[INSTRUCTIONS TO FOLLOW]: Your output should repeat the entries below exactly. It should contain no images.
********
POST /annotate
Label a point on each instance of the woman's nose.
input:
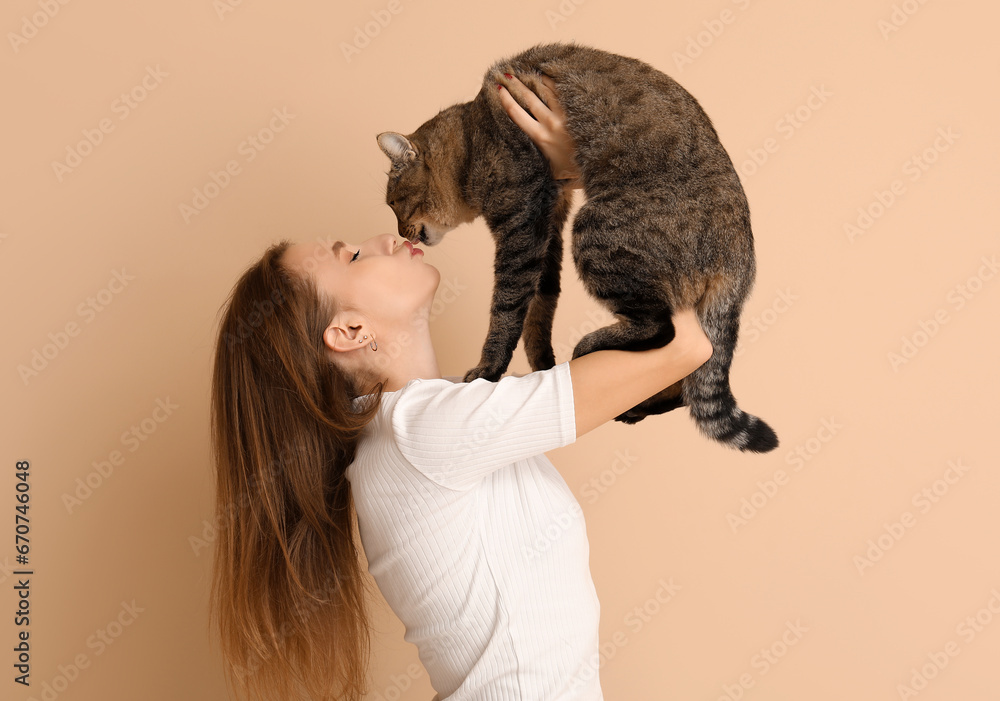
(387, 243)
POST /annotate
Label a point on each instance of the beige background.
(815, 361)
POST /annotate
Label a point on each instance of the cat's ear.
(397, 147)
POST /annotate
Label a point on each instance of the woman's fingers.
(548, 86)
(520, 117)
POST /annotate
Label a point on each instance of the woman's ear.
(346, 333)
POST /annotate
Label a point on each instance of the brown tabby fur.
(665, 225)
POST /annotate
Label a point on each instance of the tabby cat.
(665, 224)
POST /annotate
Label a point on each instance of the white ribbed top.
(475, 539)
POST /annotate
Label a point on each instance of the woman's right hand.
(607, 383)
(545, 123)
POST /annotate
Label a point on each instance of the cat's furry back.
(665, 225)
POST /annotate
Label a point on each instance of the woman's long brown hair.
(289, 591)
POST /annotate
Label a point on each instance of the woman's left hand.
(545, 124)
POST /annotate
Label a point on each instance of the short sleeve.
(456, 434)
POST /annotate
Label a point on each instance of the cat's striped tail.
(708, 396)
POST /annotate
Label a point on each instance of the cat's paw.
(484, 371)
(632, 416)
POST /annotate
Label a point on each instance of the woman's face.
(383, 278)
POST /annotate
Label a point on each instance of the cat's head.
(422, 190)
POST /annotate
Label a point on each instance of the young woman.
(327, 402)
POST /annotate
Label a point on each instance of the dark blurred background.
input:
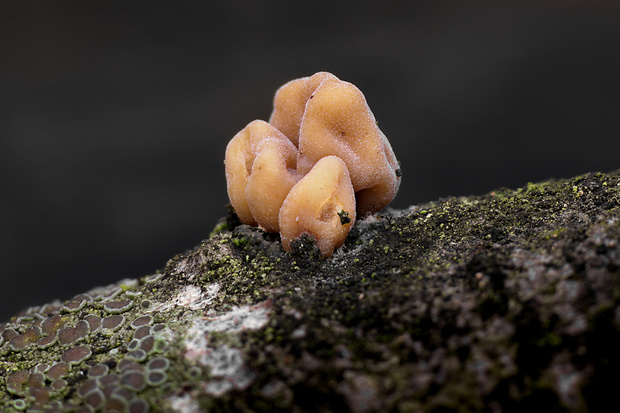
(114, 116)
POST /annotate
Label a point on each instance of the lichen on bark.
(500, 302)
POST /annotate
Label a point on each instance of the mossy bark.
(500, 302)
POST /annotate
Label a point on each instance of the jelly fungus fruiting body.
(316, 204)
(260, 172)
(273, 172)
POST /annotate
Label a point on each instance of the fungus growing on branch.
(320, 161)
(317, 204)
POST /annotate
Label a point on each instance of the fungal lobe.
(316, 204)
(261, 163)
(319, 162)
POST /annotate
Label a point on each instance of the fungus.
(315, 206)
(319, 162)
(260, 171)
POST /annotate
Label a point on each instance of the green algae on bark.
(500, 302)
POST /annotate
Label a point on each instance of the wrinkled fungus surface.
(314, 118)
(503, 302)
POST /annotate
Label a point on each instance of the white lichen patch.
(191, 296)
(227, 367)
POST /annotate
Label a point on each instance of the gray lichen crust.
(502, 302)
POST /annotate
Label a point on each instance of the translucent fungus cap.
(260, 172)
(319, 162)
(321, 204)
********
[ANSWER]:
POST /annotate
Label a point on each instance of the woman's nose.
input:
(387, 243)
POST /annotate
Label a point on each instance of the beige background.
(815, 361)
POST /annotate
Label a point on each instance of the cat's ear.
(397, 147)
POST /annotate
Label a point on each instance of the woman's fingers.
(548, 86)
(520, 117)
POST /annotate
Label a point on each instance of the woman's ear.
(346, 333)
POST /annotate
Label a point on each instance of the brown tabby fur.
(665, 225)
POST /annotate
Label a point on each instance of the tabby cat.
(665, 224)
POST /annotate
Label a point on each instance of the white ribbed top.
(475, 539)
POST /annotate
Label a point on each instance of the woman's right hand.
(607, 383)
(545, 123)
POST /annotate
Label a point on each instance of the cat's furry back.
(665, 225)
POST /annotate
Label a point on each instance of the woman's long brown hair.
(289, 591)
POST /annotate
Label a point on each instance of the woman's left hand.
(545, 124)
POST /annotate
Label a point on each instance of the short sleeve.
(456, 434)
POST /annotate
Label a point on each instance of the cat's striped tail.
(708, 396)
POST /annotate
Label a point on each instance of the cat's paw.
(484, 371)
(632, 416)
POST /annotate
Label a point on each instance of the woman's face.
(383, 278)
POST /annotate
Label a point on each instance of the cat's head.
(422, 190)
POST /annotate
Label a point on each instance of the young woman.
(327, 402)
POST /annotate
Label a point on each instance of the dark blurred background.
input:
(114, 116)
POST /annotate
Label a point on each instance of the lichen on bark.
(500, 302)
POST /annotate
Label a point on each instance of the mossy bark.
(500, 302)
POST /annotate
Label a point on each instance of the jelly fungus fruiting body.
(316, 204)
(260, 172)
(273, 172)
POST /annotate
Label a point on each instance of the fungus growing on branch.
(320, 161)
(317, 204)
POST /annotate
Label a point on each instance of the fungal lobe.
(316, 204)
(261, 163)
(319, 162)
POST /annotate
Label a point on each instance of the fungus.
(315, 206)
(319, 162)
(260, 171)
POST /annotate
Label a point on each instance of the green algae on bark.
(500, 302)
POST /annotate
Label a point on each instance of the wrinkled fungus surface.
(314, 118)
(503, 302)
POST /annotate
Label a point on each instance of the white lichen patch.
(191, 296)
(227, 367)
POST /annotate
Label a point on each instance of the gray lichen crust.
(502, 302)
POST /annotate
Label a point on each instance of the translucent fungus cap.
(260, 172)
(319, 162)
(321, 204)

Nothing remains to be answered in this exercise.